Carnegie Mellon University's School of Computer Science has named Roni Rosenfeld, an expert in epidemiological forecasting and spoken dialogue technologies, head of its Machine Learning Department. He succeeds Manuela Veloso, who is taking a leave of absence. Rosenfeld will take the department reins on July 1.
Rosenfeld, a professor in both the Language Technologies Institute (LTI) and the Machine Learning Department (MLD), joined Carnegie Mellon in 1994.
"Machine learning is incredibly important in today's world, and there are few people I trust as much as Roni Rosenfeld to lead our efforts in this area," said Andrew Moore, dean of the School of Computer Science. "Roni's work in forecasting disease and his dedication to machine learning for good make him an excellent choice for this role, especially as we strive to make CMU the hub for artificial intelligence that changes the world for the better. I'm thrilled that he will run our Machine Learning Department."
As head of CMU's Delphi Research Group, Rosenfeld aims to make forecasting disease as universally accepted and useful as forecasting the weather. In particular, his group has forecasted the flu using two methods. The first relies on artificial intelligence — specifically, machine learning — to make predictions based on past patterns and input from the Centers for Disease Control and Prevention's domestic influenza surveillance system. The other method relies on the so-called "wisdom of the crowd," basing its forecasts on the judgments of a number of volunteers who submit their own weekly predictions. Last fall, the CDC reported that these two models proved to be the most accurate among all forecasting systems it evaluated — for the third year in a row.
Rosenfeld's research also focuses on finding ways to use spoken language technologies — automatic speech recognition, speech synthesis and human-machine dialog systems — to aid global socioeconomic development. One such project, Polly, uses telephone-based viral entertainment to reach low-literate people, familiarizing them with speech interfaces and then introducing them to development-related services. A caller records a message and Polly adds funny sound effects, such as changing a male's voice to a female's voice (or vice versa). The caller can then forward the message to one or more friends, who in turn can forward it along or reply to it. In Pakistan, where Polly was first launched, and later in India, the phone service linked people with recordings of job advertisements. In Guinea, Polly linked to health information recordings about the Ebola outbreak.
In addition to teaching and engaging in his own research, Rosenfeld also oversees CMU's Machine Learning for Social Good fund, which provides opportunities for faculty and students to apply their expertise in data science and machine learning to initiatives that benefit the public sector. CMU uses the fund, established by a $1 million donation from the Chicago-based predictive analytics firm Uptake, to support research projects for nongovernmental organizations, nonprofits and government agencies.

Collected data
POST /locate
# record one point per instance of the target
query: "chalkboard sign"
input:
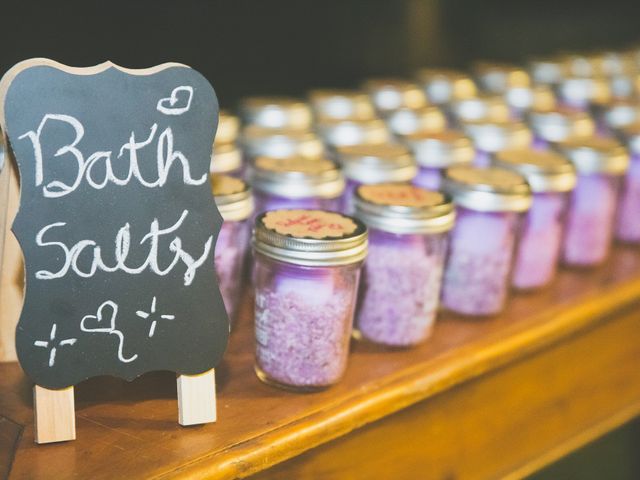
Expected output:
(117, 222)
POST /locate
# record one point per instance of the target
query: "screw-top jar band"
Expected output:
(404, 209)
(545, 171)
(310, 237)
(233, 198)
(487, 189)
(387, 162)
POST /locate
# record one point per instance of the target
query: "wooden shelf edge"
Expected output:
(426, 379)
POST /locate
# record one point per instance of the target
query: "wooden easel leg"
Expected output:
(55, 416)
(197, 398)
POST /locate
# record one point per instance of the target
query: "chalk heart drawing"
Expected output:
(178, 102)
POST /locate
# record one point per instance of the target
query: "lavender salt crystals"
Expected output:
(601, 164)
(296, 183)
(489, 204)
(551, 177)
(234, 201)
(402, 276)
(306, 279)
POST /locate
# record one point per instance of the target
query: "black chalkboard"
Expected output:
(117, 222)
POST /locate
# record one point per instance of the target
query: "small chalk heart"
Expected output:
(178, 102)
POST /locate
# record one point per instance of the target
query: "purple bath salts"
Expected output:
(540, 241)
(481, 249)
(590, 220)
(628, 222)
(401, 287)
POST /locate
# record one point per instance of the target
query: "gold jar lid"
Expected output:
(484, 106)
(404, 209)
(296, 177)
(338, 133)
(341, 104)
(555, 125)
(387, 162)
(278, 143)
(310, 237)
(393, 93)
(596, 155)
(443, 85)
(440, 149)
(276, 112)
(545, 171)
(489, 189)
(492, 136)
(405, 121)
(226, 157)
(500, 77)
(228, 128)
(233, 197)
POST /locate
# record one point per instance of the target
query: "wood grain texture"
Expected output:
(131, 427)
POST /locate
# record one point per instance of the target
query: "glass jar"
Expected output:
(558, 124)
(296, 183)
(227, 159)
(402, 276)
(601, 164)
(340, 133)
(341, 104)
(370, 164)
(278, 143)
(443, 86)
(306, 281)
(490, 202)
(284, 113)
(434, 152)
(235, 203)
(405, 121)
(628, 221)
(490, 137)
(388, 94)
(551, 178)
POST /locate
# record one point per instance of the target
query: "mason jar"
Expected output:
(554, 125)
(628, 221)
(388, 94)
(490, 137)
(443, 86)
(286, 113)
(601, 164)
(235, 204)
(435, 152)
(490, 202)
(551, 177)
(226, 159)
(280, 143)
(307, 268)
(341, 104)
(296, 183)
(402, 276)
(369, 164)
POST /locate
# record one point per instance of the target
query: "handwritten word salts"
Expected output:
(71, 254)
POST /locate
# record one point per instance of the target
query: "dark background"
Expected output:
(286, 46)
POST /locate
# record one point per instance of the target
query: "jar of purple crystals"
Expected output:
(296, 183)
(306, 281)
(235, 203)
(628, 222)
(490, 202)
(551, 178)
(434, 152)
(400, 288)
(601, 164)
(369, 164)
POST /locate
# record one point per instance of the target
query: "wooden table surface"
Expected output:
(489, 398)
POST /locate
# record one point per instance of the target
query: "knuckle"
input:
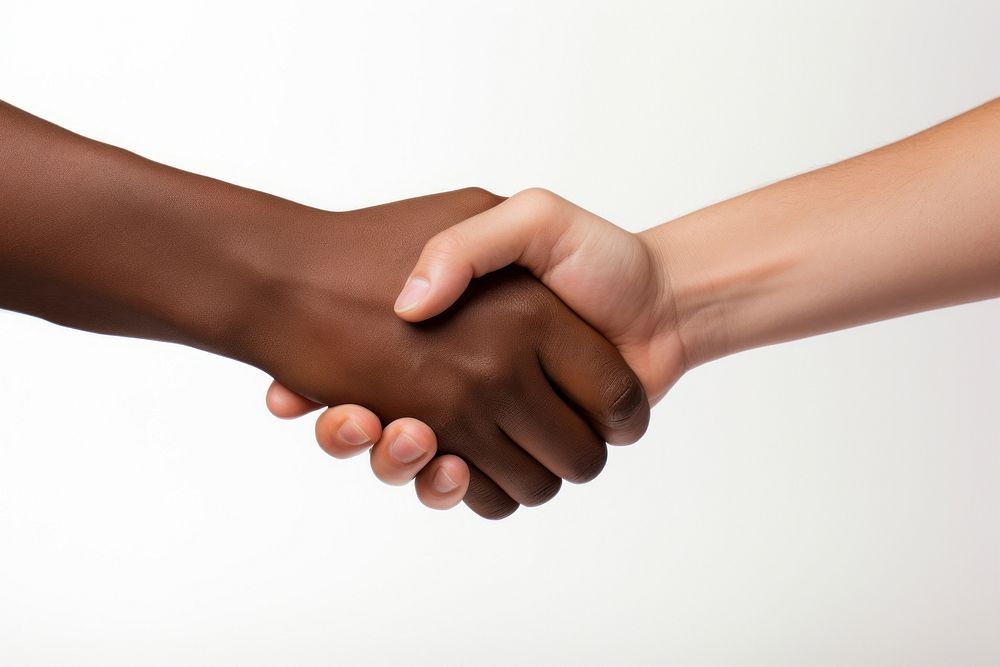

▶ Task requirements
**A.** According to the article on Rosenfeld's appointment, in what year did Rosenfeld join Carnegie Mellon?
**B.** Reproduce the stretch of the article on Rosenfeld's appointment from "As head of CMU's" through "year in a row.".

▶ Response list
**A.** 1994

**B.**
As head of CMU's Delphi Research Group, Rosenfeld aims to make forecasting disease as universally accepted and useful as forecasting the weather. In particular, his group has forecasted the flu using two methods. The first relies on artificial intelligence — specifically, machine learning — to make predictions based on past patterns and input from the Centers for Disease Control and Prevention's domestic influenza surveillance system. The other method relies on the so-called "wisdom of the crowd," basing its forecasts on the judgments of a number of volunteers who submit their own weekly predictions. Last fall, the CDC reported that these two models proved to be the most accurate among all forecasting systems it evaluated — for the third year in a row.